Looking through the listing that follows, count the lines that contain "white" and give only that number.

[[ DATASET RECORDS, beginning ]]

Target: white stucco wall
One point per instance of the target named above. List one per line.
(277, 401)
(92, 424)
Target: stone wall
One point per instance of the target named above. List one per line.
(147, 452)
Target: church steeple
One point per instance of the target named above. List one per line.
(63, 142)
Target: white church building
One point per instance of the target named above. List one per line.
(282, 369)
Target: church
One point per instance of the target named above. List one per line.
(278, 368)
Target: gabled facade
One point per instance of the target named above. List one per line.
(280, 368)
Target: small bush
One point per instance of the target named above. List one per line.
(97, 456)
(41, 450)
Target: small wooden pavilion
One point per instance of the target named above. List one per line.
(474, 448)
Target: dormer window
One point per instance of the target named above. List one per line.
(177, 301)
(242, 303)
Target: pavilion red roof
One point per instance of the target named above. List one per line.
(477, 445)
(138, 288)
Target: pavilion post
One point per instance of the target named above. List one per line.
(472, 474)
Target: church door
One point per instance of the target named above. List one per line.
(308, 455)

[[ DATASET RECORDS, end ]]
[[ DATASET RECORDS, beginning ]]

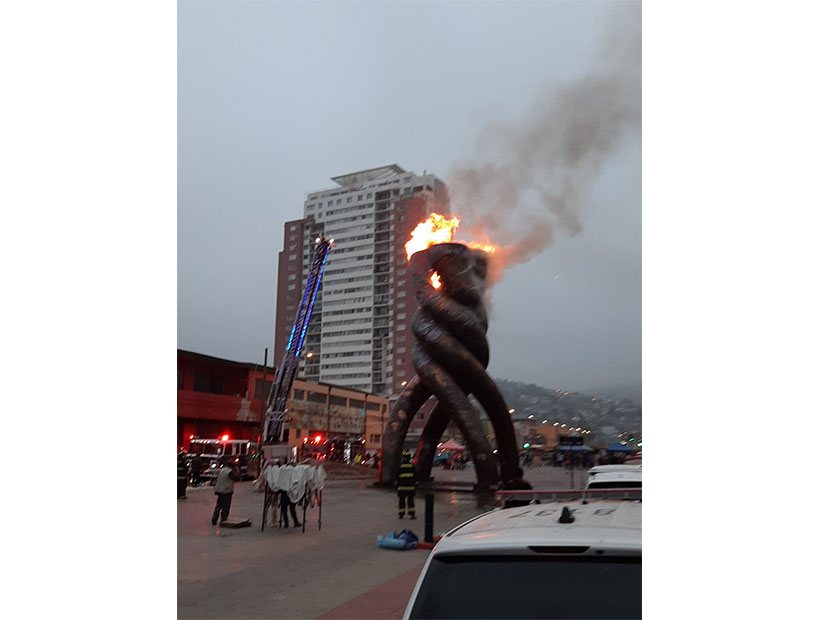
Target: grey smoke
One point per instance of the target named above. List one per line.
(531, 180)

[[ DATASET RECORDS, end ]]

SOLUTION TO THE PROBLEM: 2